• DESCRIPTION OF THE TASK:
Gather every line of the records below that contains the word "surface", copying each such line in full. Case counts.
-- start of RECORDED DATA --
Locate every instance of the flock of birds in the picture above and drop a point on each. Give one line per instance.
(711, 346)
-- end of RECORDED DATA --
-- start of RECORDED DATA --
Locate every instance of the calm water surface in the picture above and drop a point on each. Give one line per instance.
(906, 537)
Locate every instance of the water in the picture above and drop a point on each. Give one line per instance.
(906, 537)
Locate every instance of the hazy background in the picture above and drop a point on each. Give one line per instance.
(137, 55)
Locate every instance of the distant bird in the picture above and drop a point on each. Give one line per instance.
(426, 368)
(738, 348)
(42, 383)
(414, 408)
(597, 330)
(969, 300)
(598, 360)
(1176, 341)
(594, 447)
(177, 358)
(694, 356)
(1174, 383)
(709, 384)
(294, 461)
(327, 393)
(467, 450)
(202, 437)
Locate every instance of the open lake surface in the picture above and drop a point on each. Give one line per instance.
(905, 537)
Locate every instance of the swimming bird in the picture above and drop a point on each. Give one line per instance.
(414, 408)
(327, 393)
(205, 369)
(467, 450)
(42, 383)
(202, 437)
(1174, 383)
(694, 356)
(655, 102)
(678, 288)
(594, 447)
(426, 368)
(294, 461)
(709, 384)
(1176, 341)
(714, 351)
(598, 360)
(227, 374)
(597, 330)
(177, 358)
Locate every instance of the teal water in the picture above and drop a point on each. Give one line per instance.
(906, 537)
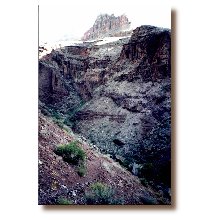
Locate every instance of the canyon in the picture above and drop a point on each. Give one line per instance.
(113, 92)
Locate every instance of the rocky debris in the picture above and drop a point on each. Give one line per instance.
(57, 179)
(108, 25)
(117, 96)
-- end of RECORDED DATA --
-- start of RECORDED DATA --
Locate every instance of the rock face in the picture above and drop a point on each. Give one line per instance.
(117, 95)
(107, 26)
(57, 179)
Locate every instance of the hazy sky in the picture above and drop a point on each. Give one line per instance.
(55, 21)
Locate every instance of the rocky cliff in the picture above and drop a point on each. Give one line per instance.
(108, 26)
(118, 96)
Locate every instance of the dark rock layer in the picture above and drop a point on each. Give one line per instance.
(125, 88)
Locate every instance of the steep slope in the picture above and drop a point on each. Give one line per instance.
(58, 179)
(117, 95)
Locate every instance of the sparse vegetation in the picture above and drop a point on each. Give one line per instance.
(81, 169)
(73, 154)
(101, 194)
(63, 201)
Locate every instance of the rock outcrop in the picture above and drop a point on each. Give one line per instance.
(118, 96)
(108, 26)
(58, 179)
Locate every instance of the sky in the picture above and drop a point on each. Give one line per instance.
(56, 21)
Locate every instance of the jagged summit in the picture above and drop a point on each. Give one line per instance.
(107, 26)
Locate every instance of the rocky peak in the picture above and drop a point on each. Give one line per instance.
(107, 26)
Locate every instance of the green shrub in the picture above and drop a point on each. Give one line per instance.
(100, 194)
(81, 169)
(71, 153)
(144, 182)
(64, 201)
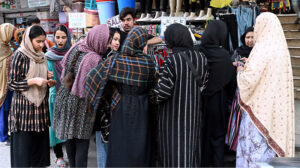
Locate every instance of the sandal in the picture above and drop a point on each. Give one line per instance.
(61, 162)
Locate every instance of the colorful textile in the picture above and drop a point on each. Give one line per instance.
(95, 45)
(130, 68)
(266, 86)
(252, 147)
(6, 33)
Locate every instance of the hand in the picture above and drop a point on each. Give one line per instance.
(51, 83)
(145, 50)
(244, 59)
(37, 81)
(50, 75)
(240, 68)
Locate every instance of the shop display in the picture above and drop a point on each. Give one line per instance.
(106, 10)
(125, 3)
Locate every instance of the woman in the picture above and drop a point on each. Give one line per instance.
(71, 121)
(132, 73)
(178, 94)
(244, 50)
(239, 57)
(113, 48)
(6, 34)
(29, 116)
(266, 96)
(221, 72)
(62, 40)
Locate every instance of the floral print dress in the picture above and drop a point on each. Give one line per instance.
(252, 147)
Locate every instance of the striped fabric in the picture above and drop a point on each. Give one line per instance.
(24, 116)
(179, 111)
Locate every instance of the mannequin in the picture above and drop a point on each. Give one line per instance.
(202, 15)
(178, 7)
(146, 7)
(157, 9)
-- end of RECORDED DATA --
• ANSWER BELOW:
Locate every instance of the calm water surface in the picture above and drop a point on each. Give one line per instance.
Locate every instance of the open lake surface in the picture above and drop a point on each. Give one line per instance.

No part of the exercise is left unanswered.